>> BEGIN

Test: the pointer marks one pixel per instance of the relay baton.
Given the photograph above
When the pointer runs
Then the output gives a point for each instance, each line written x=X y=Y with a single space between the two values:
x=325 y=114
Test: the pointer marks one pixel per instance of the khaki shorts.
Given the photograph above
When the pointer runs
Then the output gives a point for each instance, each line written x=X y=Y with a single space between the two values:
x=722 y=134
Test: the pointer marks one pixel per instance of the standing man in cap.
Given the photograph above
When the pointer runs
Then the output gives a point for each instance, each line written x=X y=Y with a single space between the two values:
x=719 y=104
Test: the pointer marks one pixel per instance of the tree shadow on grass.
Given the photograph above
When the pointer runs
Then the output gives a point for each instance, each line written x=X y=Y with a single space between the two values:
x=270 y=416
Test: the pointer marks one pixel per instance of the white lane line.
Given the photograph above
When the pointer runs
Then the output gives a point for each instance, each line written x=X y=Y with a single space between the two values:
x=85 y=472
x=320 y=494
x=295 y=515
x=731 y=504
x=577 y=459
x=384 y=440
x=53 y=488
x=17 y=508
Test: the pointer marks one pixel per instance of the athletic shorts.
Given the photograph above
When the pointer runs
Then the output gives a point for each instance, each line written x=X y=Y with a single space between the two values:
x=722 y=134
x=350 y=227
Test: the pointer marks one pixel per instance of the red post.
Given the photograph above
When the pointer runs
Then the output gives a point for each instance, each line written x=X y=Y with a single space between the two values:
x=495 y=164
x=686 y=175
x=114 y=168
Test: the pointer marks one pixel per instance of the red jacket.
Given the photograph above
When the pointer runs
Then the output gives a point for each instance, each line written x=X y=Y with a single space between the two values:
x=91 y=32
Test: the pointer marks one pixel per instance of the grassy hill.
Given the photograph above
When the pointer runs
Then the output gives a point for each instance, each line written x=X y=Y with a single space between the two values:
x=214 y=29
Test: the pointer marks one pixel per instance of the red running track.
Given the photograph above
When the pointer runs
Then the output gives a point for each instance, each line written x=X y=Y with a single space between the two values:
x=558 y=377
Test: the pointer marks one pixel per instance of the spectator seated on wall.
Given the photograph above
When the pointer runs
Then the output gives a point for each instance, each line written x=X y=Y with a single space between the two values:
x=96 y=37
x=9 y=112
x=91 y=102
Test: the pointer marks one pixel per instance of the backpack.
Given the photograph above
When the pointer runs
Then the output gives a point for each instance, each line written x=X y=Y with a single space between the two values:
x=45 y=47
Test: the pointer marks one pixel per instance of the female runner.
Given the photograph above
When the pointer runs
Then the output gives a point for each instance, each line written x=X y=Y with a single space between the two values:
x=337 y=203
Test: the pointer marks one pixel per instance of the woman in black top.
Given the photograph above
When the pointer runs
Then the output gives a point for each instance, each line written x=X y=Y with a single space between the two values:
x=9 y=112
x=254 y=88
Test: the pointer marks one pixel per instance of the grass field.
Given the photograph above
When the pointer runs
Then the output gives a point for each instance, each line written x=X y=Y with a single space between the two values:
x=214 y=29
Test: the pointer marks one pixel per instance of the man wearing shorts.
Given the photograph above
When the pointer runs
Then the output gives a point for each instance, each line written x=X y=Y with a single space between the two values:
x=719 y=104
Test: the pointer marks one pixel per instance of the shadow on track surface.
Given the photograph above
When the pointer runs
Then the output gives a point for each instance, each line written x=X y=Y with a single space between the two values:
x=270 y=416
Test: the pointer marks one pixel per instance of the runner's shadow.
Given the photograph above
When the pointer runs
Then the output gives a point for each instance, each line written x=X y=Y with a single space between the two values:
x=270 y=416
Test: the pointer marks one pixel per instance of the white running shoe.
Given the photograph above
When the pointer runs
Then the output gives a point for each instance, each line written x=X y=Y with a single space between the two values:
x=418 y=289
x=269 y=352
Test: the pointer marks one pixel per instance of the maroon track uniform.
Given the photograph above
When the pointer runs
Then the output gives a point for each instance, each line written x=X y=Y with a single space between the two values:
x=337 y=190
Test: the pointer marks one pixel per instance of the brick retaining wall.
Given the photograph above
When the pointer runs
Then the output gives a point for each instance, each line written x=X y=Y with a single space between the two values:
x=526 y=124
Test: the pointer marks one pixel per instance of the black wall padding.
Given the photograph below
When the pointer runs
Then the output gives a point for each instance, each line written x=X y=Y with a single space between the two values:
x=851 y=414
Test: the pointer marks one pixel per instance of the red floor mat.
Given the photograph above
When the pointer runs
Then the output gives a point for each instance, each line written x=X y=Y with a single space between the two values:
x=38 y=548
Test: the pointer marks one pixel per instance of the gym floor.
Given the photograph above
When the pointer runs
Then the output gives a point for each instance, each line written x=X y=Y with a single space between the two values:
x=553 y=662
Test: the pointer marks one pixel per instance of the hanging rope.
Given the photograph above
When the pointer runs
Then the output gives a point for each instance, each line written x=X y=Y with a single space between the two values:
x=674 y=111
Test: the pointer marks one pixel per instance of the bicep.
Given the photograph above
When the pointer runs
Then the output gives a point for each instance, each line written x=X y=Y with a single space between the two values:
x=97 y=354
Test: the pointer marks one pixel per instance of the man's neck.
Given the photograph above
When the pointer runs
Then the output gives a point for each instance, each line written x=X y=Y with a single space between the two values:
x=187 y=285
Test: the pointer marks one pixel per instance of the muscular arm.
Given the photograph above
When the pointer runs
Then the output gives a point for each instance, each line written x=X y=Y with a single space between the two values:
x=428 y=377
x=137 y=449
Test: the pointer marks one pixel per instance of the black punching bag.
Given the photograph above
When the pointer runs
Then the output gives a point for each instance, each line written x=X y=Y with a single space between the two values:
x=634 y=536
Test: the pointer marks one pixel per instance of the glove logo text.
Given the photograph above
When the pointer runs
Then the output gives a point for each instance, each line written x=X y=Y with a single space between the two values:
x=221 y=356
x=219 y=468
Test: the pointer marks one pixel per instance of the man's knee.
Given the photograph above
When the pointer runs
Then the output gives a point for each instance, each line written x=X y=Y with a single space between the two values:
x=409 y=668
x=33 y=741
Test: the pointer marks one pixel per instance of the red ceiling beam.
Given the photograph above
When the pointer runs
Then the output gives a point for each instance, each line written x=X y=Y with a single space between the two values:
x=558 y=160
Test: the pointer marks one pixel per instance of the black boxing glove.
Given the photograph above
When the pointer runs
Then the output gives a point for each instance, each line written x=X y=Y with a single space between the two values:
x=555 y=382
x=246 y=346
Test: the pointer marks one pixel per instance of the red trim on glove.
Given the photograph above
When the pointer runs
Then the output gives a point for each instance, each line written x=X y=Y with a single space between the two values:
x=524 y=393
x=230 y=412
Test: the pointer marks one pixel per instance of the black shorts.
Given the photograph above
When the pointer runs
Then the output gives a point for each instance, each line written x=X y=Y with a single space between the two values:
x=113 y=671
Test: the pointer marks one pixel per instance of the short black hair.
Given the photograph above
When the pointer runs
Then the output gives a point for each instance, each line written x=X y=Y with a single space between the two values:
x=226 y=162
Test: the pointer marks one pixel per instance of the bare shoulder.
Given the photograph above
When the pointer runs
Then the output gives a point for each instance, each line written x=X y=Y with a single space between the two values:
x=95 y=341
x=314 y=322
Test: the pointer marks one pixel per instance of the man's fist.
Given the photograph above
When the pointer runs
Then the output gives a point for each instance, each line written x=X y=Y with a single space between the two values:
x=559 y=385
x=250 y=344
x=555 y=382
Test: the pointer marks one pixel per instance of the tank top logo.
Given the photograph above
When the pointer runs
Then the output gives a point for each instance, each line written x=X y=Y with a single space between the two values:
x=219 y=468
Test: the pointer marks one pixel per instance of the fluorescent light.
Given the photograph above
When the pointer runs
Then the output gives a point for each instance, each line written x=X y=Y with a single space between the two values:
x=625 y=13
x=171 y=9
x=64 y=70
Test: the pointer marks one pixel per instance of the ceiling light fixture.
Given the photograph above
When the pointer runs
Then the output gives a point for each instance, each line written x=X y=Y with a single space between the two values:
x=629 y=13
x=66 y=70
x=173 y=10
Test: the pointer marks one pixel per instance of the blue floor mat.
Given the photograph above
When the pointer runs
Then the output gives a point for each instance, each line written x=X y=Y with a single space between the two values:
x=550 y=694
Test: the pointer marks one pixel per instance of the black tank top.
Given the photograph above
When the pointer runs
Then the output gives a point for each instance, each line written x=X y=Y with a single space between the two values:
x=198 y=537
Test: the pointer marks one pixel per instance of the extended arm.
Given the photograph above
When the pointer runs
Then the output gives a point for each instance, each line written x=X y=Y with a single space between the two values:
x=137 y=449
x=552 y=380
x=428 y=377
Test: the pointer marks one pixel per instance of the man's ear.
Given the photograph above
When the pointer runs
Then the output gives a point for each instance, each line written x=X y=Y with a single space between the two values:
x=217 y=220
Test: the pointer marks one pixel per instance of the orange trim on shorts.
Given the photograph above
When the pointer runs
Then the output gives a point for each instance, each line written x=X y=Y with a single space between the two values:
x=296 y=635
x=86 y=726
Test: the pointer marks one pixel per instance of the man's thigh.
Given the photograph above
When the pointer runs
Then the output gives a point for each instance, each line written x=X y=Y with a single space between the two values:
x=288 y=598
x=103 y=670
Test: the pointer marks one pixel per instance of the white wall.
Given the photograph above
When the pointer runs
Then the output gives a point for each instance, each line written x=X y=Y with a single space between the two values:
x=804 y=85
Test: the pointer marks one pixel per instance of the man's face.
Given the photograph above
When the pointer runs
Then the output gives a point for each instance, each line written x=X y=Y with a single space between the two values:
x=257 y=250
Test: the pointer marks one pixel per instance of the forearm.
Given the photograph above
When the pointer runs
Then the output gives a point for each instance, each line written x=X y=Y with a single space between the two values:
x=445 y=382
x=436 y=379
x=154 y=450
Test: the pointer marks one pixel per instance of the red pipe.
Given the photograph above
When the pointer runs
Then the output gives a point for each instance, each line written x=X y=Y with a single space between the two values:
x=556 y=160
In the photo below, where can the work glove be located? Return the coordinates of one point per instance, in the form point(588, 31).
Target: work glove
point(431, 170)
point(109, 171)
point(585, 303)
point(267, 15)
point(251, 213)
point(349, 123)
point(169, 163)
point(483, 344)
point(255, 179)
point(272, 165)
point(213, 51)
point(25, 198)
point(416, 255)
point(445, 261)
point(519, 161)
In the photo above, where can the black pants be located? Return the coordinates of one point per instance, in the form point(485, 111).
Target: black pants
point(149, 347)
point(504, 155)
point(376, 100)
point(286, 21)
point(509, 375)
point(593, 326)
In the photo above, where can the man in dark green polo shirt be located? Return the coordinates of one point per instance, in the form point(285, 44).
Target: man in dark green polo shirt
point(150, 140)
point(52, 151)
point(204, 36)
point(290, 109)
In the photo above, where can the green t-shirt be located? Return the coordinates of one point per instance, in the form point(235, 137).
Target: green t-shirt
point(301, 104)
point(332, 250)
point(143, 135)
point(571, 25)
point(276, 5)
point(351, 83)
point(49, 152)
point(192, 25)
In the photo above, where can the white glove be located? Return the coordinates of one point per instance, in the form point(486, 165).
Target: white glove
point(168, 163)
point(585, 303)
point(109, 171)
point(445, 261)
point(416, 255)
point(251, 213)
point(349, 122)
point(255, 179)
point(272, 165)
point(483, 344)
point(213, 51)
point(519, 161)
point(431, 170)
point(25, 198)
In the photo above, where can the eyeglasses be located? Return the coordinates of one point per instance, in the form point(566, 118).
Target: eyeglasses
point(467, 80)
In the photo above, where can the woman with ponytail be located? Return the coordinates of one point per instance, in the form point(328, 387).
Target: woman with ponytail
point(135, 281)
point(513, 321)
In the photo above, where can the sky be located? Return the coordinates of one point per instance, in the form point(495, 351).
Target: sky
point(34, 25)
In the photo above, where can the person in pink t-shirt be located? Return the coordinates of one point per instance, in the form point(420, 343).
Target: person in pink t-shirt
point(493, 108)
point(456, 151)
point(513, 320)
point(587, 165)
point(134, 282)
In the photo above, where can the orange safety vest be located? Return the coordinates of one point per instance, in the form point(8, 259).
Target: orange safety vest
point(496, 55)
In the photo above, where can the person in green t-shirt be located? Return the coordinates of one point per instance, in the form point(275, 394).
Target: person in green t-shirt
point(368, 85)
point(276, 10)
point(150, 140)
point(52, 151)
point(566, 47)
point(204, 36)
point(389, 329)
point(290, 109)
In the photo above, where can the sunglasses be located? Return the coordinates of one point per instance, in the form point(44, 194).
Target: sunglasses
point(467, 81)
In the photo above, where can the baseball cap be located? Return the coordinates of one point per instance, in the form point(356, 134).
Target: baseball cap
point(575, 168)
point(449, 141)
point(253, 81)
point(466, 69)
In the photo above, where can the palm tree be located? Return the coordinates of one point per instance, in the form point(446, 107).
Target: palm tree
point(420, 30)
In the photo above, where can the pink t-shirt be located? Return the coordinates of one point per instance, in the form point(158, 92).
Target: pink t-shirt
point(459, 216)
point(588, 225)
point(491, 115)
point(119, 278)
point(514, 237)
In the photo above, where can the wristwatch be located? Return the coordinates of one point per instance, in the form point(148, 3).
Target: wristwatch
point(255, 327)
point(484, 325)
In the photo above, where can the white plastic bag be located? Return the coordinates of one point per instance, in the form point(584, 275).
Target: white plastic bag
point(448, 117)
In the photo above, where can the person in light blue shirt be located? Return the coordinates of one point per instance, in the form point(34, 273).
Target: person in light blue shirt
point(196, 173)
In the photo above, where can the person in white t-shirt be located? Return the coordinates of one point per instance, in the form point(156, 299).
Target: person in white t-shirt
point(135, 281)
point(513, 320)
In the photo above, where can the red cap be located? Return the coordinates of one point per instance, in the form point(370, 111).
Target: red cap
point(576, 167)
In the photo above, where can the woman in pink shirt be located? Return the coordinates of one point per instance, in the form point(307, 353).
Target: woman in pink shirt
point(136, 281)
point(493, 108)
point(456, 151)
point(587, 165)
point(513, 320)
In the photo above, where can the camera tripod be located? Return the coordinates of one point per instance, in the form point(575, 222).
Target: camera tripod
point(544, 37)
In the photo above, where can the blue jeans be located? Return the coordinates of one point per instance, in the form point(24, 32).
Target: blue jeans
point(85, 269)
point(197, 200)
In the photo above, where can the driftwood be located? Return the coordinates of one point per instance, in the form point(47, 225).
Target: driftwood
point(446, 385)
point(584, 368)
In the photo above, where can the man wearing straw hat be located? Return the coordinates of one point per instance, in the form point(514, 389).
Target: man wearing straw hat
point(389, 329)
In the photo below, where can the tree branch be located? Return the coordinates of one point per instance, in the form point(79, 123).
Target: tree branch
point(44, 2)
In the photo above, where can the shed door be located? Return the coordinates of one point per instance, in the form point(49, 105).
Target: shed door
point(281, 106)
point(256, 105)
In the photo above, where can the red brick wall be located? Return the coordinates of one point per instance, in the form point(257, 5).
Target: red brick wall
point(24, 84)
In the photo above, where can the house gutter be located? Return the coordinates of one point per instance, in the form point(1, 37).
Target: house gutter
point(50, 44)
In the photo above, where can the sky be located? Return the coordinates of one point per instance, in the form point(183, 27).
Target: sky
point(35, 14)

>> END

Exercise directions
From the line holding "In the photo above, where can the red brick" down to the final line above, quote every line exactly and only those lines.

The reply
In the photo above, where can the red brick wall be located? Return the coordinates of one point per instance, in the form point(257, 5).
Target: red brick wall
point(24, 84)
In the photo above, where can the house gutter be located? Return the coordinates of one point per instance, in the form point(1, 37).
Target: house gutter
point(50, 44)
In the photo above, where can the sky be located? Return the coordinates of one point per instance, in the form point(183, 27).
Target: sky
point(35, 14)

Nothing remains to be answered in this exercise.